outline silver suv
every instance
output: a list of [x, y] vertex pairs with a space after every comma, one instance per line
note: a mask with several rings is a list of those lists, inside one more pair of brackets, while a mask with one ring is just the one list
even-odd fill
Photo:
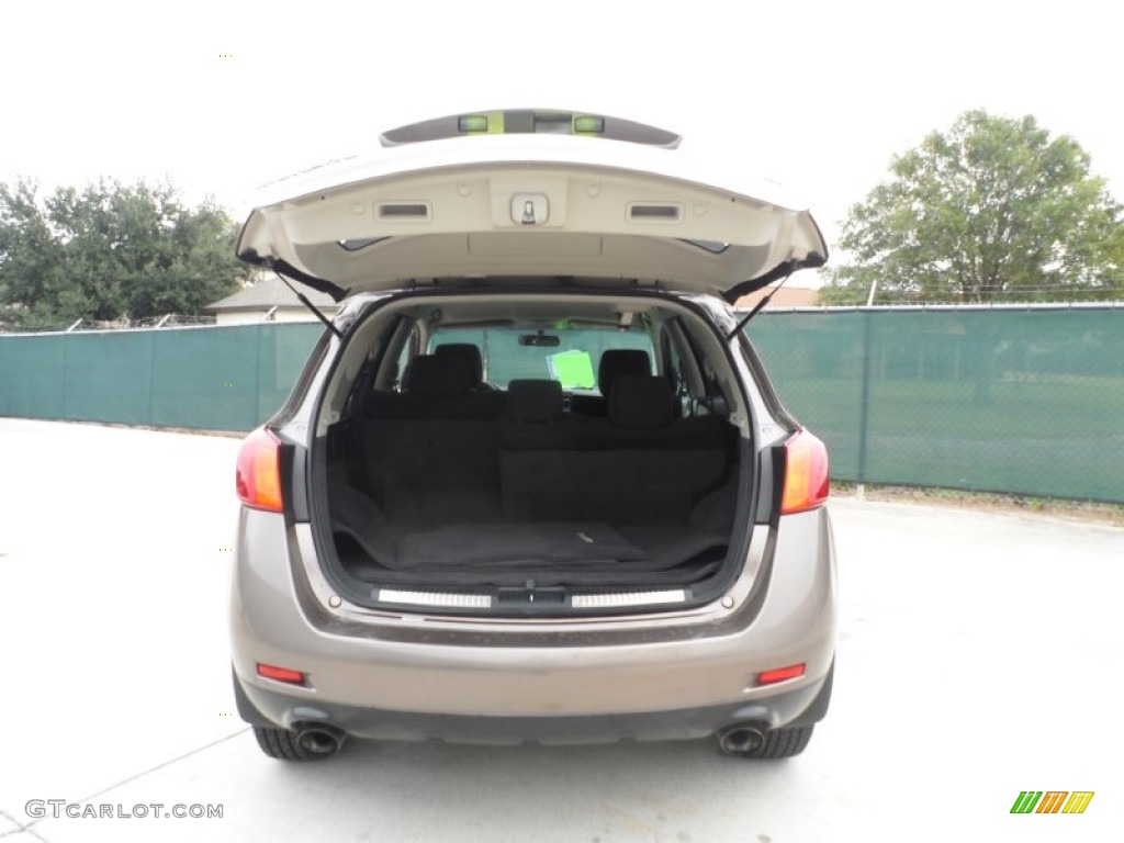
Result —
[[827, 454], [729, 303], [824, 262], [812, 217], [599, 115], [381, 142], [271, 185], [237, 246], [341, 301], [238, 456], [234, 688], [262, 750], [799, 753], [834, 662]]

______

### Work to complete
Write out every item above word for word, line by line, but leave out the pictures.

### Answer to this problem
outline silver suv
every instance
output: a list of [x, y] vertex pairs with a space after every comma, one instance per line
note: a mask with several rings is a list of those lists, inside one more pair of brackets, while a mask with one ring is just the one list
even-odd fill
Photo:
Result —
[[827, 454], [729, 303], [824, 262], [812, 217], [599, 115], [381, 142], [271, 185], [237, 246], [341, 301], [238, 456], [234, 688], [262, 750], [799, 753], [834, 662]]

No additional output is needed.